## HOW TO COMPLETE THIS TASK
In the records that follow, find each line with "below" and pull it out.

Saved data entries

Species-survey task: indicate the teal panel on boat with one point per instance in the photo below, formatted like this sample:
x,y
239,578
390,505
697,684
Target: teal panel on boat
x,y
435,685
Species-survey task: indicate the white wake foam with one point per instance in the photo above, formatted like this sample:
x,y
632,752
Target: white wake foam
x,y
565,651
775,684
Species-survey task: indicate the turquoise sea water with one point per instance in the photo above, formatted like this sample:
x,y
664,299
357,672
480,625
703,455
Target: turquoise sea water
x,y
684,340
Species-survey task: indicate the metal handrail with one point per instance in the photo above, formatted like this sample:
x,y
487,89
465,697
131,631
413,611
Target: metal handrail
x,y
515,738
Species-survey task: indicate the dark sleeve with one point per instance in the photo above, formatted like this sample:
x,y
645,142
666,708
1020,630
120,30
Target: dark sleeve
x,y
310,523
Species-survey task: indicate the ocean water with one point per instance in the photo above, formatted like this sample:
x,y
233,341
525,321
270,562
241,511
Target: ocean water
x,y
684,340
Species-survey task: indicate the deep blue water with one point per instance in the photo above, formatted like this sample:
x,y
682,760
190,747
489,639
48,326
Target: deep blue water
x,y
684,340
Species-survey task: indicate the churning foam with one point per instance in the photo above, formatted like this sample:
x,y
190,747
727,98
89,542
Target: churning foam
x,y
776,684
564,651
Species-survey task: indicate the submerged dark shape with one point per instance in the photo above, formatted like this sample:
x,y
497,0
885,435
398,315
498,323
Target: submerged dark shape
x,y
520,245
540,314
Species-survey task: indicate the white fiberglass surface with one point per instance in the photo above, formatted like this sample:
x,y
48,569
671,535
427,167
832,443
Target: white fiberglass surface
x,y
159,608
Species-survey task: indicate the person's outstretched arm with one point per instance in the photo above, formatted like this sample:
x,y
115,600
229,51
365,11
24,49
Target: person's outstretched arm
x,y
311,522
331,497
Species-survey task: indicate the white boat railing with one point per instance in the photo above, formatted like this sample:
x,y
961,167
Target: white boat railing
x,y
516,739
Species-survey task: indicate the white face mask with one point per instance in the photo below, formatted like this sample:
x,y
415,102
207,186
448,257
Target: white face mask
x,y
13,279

## SOLUTION TO THIS TASK
Species-survey task: indicate the teal panel on boat with one point per instance in the photo below, formatted like this sample:
Species-survey task: indicate the white face mask with one point per instance in the photo below, formatted like this sample:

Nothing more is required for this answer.